*Recorded data:*
*** Block opens ***

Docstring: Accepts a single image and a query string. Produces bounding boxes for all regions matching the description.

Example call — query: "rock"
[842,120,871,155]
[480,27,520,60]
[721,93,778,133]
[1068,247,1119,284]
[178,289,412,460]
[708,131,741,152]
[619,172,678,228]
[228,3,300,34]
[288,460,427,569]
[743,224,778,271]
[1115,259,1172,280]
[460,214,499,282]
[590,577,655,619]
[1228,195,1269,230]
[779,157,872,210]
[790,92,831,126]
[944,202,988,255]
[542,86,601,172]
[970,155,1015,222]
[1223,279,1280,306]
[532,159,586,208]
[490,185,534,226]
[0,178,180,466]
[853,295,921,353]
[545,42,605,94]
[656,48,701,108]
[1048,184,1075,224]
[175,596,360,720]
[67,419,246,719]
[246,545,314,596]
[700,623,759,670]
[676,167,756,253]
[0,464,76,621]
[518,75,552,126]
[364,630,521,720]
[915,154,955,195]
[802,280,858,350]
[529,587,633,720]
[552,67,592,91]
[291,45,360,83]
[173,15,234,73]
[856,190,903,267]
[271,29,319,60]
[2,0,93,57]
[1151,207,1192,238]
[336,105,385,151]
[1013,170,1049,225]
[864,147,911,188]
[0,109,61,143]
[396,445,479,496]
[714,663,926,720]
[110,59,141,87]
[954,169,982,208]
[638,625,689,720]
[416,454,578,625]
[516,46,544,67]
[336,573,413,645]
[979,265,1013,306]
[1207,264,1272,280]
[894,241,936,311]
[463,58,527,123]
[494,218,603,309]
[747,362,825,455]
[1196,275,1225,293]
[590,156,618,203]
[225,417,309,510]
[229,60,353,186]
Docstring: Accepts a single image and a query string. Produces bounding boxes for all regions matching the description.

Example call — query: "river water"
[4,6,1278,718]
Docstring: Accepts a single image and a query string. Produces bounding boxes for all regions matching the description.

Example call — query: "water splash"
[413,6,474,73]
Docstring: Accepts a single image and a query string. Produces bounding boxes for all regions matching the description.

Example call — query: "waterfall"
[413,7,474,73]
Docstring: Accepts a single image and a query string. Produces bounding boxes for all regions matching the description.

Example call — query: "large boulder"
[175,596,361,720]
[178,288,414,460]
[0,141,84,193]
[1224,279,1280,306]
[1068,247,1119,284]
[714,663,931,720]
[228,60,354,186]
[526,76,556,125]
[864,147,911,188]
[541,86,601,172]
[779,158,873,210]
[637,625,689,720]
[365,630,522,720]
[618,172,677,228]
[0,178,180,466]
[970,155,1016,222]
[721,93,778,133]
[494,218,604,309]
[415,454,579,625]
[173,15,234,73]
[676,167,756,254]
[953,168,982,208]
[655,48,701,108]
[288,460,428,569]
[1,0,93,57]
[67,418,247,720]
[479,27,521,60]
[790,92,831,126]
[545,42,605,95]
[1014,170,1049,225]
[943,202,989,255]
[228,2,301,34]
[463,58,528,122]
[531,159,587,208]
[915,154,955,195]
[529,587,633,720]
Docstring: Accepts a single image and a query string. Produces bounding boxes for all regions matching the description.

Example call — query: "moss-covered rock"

*** Block closes ***

*Exercise description:* Transcribe the full listing above without leaving anything out.

*Answer to the exercise:*
Docstring: Accepts a single image and a query string. Produces bounding boxes for all regions matching the description.

Example call — query: "rock"
[842,120,871,155]
[480,27,520,60]
[721,93,778,133]
[1068,247,1119,284]
[178,289,412,460]
[708,131,741,152]
[619,172,678,228]
[228,3,300,34]
[288,460,427,569]
[743,224,778,271]
[1115,259,1172,280]
[460,214,499,282]
[590,577,655,619]
[1228,195,1269,230]
[779,157,872,210]
[790,92,831,126]
[944,202,988,255]
[542,86,601,172]
[970,155,1015,222]
[1223,279,1280,306]
[532,159,586,208]
[490,185,534,226]
[0,178,180,466]
[853,295,921,353]
[545,42,605,94]
[656,48,701,108]
[1048,184,1075,224]
[175,596,360,720]
[67,419,246,719]
[246,545,314,596]
[700,623,759,670]
[676,167,756,253]
[0,464,76,621]
[518,75,552,126]
[364,630,521,720]
[915,154,955,195]
[802,280,858,350]
[529,587,633,720]
[552,67,592,91]
[291,45,360,83]
[173,15,234,73]
[856,190,903,267]
[271,29,319,60]
[2,0,93,57]
[1151,207,1192,238]
[336,105,385,151]
[1013,170,1049,225]
[864,147,911,188]
[0,109,61,143]
[396,445,479,496]
[714,663,926,720]
[110,59,141,87]
[954,169,982,208]
[638,625,689,720]
[416,454,578,625]
[516,46,544,67]
[336,573,413,645]
[979,265,1013,306]
[1207,264,1272,280]
[894,241,936,311]
[463,58,527,123]
[494,218,603,309]
[747,362,825,455]
[1196,275,1225,293]
[590,156,618,203]
[225,417,309,510]
[229,60,353,186]
Docstring: Accepts a single image and a query string. Produces bounding boxes for all regions matching the description.

Example call — query: "river water"
[4,6,1278,718]
Docstring: Accepts a single image and a query string. Produces bounding boxes for all regions matching the description.

Example call — query: "water splash"
[413,6,474,73]
Docstring: Accepts a single image and a query string. Produces bounding boxes for all regions matching the description.

Example call — query: "waterfall"
[413,7,474,73]
Docstring: Accepts a single image and a query string. Produces bounding boxes for all regions matching the description.

Example call — query: "large boulder"
[175,596,361,720]
[178,288,414,460]
[0,141,84,193]
[1224,279,1280,306]
[1068,247,1119,284]
[714,663,931,720]
[228,60,354,186]
[526,76,556,125]
[864,147,911,188]
[541,86,601,172]
[779,158,873,210]
[637,625,689,720]
[365,630,522,720]
[618,172,677,228]
[0,178,180,466]
[970,155,1016,222]
[721,93,778,133]
[494,218,604,309]
[415,454,579,625]
[173,15,234,73]
[676,167,756,254]
[953,168,982,208]
[655,48,701,108]
[288,460,428,569]
[1,0,93,57]
[67,418,247,720]
[479,27,521,60]
[790,92,831,126]
[545,42,605,95]
[1014,170,1049,225]
[943,202,989,255]
[228,2,301,34]
[463,58,528,122]
[531,159,587,208]
[915,154,955,195]
[529,587,633,720]
Docstring: Accepts a single image and a query string. Produces bounding boxes for all regions matching the description.

Example call — query: "moss-covered rock"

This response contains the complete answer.